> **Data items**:
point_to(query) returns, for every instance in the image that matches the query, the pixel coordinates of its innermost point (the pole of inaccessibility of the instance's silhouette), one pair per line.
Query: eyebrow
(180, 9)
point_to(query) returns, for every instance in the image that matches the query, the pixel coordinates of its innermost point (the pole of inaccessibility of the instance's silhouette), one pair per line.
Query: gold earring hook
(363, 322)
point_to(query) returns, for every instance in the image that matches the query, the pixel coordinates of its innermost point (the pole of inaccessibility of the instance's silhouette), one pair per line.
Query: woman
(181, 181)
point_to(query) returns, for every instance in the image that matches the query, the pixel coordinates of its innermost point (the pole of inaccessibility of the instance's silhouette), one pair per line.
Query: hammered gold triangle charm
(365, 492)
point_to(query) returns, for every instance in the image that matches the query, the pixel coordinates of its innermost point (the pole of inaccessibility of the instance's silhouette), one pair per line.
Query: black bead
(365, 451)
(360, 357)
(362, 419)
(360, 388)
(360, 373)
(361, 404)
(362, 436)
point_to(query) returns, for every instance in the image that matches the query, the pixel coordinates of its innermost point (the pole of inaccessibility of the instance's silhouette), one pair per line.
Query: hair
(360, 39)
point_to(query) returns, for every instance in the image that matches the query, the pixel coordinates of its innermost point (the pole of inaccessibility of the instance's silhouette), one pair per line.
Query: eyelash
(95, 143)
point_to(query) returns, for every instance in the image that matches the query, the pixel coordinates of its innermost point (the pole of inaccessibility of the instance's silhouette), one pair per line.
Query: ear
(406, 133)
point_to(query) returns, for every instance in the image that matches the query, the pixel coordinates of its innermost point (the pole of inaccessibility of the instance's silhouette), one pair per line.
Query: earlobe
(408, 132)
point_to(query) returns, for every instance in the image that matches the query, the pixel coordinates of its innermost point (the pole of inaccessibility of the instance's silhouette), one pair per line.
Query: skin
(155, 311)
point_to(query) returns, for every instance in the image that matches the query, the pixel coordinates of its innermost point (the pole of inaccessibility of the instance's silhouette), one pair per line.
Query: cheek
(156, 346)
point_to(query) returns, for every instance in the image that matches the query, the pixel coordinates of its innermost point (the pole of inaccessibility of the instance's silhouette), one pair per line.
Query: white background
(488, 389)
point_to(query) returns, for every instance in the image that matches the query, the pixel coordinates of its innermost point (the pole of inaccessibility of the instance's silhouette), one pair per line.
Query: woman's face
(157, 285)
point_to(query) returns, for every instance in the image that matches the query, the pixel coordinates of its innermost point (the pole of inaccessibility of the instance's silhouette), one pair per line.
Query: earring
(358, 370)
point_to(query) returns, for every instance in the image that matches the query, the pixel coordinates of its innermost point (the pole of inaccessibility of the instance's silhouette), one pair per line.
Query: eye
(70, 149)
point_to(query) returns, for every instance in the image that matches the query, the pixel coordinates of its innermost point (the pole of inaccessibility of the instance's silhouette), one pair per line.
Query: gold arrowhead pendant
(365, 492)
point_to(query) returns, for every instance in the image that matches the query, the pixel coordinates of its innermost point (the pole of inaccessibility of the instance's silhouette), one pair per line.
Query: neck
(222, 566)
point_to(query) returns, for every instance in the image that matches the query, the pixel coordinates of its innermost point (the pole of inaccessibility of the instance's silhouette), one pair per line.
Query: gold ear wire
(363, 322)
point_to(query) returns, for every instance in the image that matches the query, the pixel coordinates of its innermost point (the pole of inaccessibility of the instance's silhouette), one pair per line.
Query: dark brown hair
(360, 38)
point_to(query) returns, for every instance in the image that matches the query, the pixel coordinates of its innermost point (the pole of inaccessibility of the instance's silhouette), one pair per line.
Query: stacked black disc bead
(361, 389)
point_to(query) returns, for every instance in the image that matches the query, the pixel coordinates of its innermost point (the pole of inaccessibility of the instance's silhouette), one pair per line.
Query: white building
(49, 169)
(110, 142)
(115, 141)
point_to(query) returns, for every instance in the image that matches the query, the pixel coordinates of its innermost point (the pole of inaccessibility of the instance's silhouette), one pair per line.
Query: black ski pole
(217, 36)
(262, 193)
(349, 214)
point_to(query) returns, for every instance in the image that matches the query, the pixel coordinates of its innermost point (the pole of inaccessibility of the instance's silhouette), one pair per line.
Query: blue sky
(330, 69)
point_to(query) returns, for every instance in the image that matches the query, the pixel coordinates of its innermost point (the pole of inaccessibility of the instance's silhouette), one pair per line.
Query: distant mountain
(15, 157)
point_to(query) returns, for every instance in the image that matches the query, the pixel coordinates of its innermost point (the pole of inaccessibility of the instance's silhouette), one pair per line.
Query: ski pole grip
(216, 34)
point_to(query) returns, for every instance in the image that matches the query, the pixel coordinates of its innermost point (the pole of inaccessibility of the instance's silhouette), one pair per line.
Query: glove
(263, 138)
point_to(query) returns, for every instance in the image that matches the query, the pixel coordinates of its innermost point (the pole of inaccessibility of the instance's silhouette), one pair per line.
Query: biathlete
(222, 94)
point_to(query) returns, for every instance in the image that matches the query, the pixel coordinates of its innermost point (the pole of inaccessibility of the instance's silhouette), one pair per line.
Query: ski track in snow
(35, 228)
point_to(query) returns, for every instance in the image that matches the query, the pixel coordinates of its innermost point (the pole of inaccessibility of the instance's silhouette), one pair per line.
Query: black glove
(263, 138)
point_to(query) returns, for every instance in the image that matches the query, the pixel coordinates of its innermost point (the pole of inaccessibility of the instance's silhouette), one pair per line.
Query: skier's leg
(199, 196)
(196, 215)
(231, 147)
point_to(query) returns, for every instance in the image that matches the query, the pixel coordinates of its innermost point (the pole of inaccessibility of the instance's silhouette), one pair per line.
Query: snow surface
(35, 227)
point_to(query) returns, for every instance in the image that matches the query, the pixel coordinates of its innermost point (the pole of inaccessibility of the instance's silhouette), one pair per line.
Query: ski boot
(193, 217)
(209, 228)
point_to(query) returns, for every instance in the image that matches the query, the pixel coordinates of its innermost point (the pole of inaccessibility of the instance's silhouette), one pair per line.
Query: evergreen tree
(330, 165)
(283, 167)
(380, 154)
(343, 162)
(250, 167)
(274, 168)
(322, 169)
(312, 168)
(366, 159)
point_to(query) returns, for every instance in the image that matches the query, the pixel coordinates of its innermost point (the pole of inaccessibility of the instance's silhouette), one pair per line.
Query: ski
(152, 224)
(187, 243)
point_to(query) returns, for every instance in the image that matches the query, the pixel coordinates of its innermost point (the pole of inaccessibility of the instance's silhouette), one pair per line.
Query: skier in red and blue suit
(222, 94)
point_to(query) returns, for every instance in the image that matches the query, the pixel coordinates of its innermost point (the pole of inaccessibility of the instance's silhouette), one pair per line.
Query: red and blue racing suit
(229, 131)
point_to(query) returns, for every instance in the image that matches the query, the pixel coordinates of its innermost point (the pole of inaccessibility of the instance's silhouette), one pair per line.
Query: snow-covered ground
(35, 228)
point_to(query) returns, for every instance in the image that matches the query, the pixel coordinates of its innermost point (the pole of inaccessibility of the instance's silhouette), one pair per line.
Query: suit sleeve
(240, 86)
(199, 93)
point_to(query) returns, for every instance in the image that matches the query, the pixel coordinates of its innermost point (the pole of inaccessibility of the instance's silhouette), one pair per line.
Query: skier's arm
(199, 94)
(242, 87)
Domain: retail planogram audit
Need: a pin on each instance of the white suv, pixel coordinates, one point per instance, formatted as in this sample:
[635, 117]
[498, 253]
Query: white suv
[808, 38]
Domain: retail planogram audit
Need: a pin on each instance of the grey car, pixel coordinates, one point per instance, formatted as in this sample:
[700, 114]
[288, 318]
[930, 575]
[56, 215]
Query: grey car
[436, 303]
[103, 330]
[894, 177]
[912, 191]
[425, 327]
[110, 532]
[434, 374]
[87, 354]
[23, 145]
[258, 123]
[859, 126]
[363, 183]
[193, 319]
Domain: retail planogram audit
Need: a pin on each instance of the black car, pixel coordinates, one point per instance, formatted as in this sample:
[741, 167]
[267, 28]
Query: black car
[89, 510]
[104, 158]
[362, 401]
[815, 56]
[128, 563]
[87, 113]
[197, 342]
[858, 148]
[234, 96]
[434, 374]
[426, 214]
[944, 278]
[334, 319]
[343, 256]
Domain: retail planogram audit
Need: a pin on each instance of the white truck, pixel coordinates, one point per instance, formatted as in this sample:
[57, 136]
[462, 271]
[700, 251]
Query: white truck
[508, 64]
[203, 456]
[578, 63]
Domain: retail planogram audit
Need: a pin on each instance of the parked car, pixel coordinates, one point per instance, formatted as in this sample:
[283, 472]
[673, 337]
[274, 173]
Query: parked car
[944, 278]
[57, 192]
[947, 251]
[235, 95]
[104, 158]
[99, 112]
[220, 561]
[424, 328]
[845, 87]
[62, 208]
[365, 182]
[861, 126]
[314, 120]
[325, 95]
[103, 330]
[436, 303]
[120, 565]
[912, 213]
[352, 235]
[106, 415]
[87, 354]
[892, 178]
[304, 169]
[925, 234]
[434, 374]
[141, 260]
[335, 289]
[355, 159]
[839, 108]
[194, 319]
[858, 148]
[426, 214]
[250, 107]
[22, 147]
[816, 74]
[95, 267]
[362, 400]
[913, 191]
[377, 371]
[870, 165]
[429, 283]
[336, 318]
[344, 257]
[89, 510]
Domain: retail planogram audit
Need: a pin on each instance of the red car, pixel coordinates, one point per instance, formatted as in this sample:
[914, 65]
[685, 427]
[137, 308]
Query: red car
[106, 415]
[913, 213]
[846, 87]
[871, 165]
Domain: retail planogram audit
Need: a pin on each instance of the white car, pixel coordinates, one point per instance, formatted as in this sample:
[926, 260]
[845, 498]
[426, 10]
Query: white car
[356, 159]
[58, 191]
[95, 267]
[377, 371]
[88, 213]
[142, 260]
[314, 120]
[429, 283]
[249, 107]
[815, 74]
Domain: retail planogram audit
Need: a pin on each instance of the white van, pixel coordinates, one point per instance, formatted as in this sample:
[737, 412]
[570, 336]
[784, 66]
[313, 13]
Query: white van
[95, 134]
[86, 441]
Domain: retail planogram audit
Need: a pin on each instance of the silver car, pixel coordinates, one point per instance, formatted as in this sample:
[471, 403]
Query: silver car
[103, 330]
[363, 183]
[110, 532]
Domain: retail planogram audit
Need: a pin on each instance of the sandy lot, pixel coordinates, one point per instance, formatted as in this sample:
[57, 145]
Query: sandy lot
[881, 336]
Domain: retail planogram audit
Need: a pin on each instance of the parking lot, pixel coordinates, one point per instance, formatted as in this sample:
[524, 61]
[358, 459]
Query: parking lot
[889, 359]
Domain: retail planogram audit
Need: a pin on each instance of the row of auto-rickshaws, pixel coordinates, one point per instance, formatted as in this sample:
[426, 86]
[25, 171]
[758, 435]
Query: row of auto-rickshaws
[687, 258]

> **ACTION ITEM**:
Only the lines from the one holding "Query: white car" through the final line of the entries, both included, should be given again, word for word.

> **EXERCISE RESPONSE**:
Query: white car
[356, 159]
[58, 191]
[95, 267]
[377, 371]
[88, 213]
[142, 260]
[314, 120]
[429, 283]
[249, 107]
[815, 74]
Domain: retail planogram audit
Need: a pin on each instance of the white van, pixel coordinates, one point per instance, formatted as in this sample:
[737, 412]
[570, 336]
[784, 66]
[313, 13]
Query: white van
[95, 134]
[86, 441]
Domain: retail planogram audit
Need: a pin on each instance of the silver car, pixel coordinates, one point per instance, formatted as in this sample:
[471, 403]
Query: silver car
[103, 330]
[363, 183]
[110, 532]
Domain: retail planogram audit
Need: a pin on each instance of the sandy lot, pixel coordinates, one point per instance, formatted as in this sample:
[57, 145]
Query: sandy lot
[881, 336]
Domain: retail planogram audit
Need: a pin on each instance of the parking lot, pixel coordinates, one point per instance, formatted as in this sample:
[524, 61]
[358, 459]
Query: parking lot
[889, 359]
Domain: retail planogram audit
Need: a pin on each instance of the row of auto-rickshaws, pixel coordinates, one point per instance, formatted as in this sample:
[426, 86]
[25, 171]
[758, 435]
Query: row of auto-rickshaws
[687, 258]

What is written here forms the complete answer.